* **Excerpted text**
=-=-=

Wisconsin Idea Seminar: Big Lake Tour

Crystal Potts, Director of State Relations for UW-Madison, spent a week with 38 others on the Wisconsin Idea Seminar. The Wisconsin Idea Seminar is a week-long development program that immerses faculty and staff in different locations around Wisconsin, allowing participants to learn more about the state they serve.

The Big Lake Tour took the group on an exploration of the wetlands of Lake Superior’s southern shore with tribal members of the Bad River Band of Lake Superior Chippewa. The group visited a dairy farm, collaborated with leaders in education, met with environmental stewards and business owners, and heard from Milwaukee-based community leaders and Latino and African American families who are partnering around the creation of dementia friendly communities in Wisconsin.

Here is look back at the experiences, the people and the places that shaped the week for Crystal Potts.

Day 1 included a Ho-Chunk cultural walking tour on the UW–Madison campus. The day also included stops at farms in Sauk City and near Coloma to learn more about the dairy and vegetable industries in Wisconsin. The group also visited the Hancock Agricultural Research Station to hear local perspectives on the future of the Central Sands region in Wisconsin.

Outside the College of Agricultural & Life Sciences Hancock Research Station
The group visited Mystic Valley Dairy outside of Sauk City to hear about UW-Madison CALS faculty impact on dairy farms and dairy outlook in Wisconsin.

=-=-=

* **Problem to work on**
Reproduce the passage of the seminar text starting with "Here is look" and going on through "region in Wisconsin.". The items are unrelated to the seminar text.

* **Supplied entries**
=-=-=

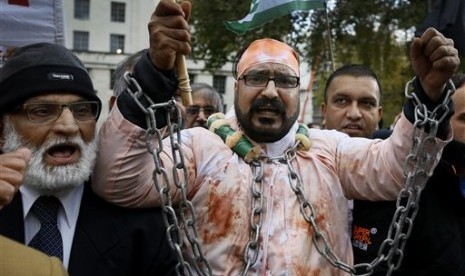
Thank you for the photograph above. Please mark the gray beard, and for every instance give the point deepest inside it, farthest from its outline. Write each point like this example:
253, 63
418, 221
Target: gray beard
52, 179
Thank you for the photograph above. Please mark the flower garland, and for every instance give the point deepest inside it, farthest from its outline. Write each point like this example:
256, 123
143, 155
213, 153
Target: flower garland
240, 144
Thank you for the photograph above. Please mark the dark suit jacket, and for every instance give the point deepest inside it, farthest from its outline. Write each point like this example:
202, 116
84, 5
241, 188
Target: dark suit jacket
108, 240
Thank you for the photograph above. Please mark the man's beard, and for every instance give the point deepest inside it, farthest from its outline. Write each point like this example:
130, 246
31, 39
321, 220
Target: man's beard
51, 179
265, 136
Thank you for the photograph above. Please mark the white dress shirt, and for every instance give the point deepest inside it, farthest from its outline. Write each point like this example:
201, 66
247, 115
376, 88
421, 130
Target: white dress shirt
67, 216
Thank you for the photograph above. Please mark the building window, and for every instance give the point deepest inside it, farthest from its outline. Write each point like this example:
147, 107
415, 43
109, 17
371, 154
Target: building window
118, 11
112, 78
81, 9
81, 41
117, 43
219, 83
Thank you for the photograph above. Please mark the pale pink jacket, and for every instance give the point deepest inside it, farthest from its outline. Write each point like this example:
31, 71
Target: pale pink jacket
335, 169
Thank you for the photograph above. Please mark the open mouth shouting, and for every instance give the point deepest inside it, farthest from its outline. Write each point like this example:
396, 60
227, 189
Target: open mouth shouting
62, 154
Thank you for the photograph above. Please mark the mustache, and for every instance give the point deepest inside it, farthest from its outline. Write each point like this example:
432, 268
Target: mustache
275, 103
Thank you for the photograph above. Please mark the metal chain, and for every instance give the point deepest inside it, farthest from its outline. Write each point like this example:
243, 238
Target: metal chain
256, 217
417, 168
186, 226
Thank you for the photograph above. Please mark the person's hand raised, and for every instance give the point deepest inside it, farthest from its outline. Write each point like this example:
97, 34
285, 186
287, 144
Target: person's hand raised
12, 171
434, 60
169, 33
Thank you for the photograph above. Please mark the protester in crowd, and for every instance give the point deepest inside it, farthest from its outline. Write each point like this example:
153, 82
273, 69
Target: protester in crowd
436, 245
263, 205
352, 104
15, 258
48, 104
352, 101
206, 100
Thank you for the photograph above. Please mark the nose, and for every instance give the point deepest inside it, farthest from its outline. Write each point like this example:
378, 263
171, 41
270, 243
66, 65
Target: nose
202, 115
270, 90
66, 124
353, 111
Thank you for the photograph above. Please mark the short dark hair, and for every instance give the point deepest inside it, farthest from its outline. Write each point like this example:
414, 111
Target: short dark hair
458, 80
354, 70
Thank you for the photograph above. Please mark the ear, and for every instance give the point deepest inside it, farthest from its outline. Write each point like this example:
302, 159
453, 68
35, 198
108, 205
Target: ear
380, 113
111, 102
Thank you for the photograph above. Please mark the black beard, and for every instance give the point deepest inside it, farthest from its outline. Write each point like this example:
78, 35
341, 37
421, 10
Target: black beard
260, 136
454, 153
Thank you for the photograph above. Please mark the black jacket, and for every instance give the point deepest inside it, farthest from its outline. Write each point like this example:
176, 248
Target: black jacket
436, 245
108, 240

=-=-=

* **Output below**
Here is look back at the experiences, the people and the places that shaped the week for Crystal Potts.

Day 1 included a Ho-Chunk cultural walking tour on the UW–Madison campus. The day also included stops at farms in Sauk City and near Coloma to learn more about the dairy and vegetable industries in Wisconsin. The group also visited the Hancock Agricultural Research Station to hear local perspectives on the future of the Central Sands region in Wisconsin.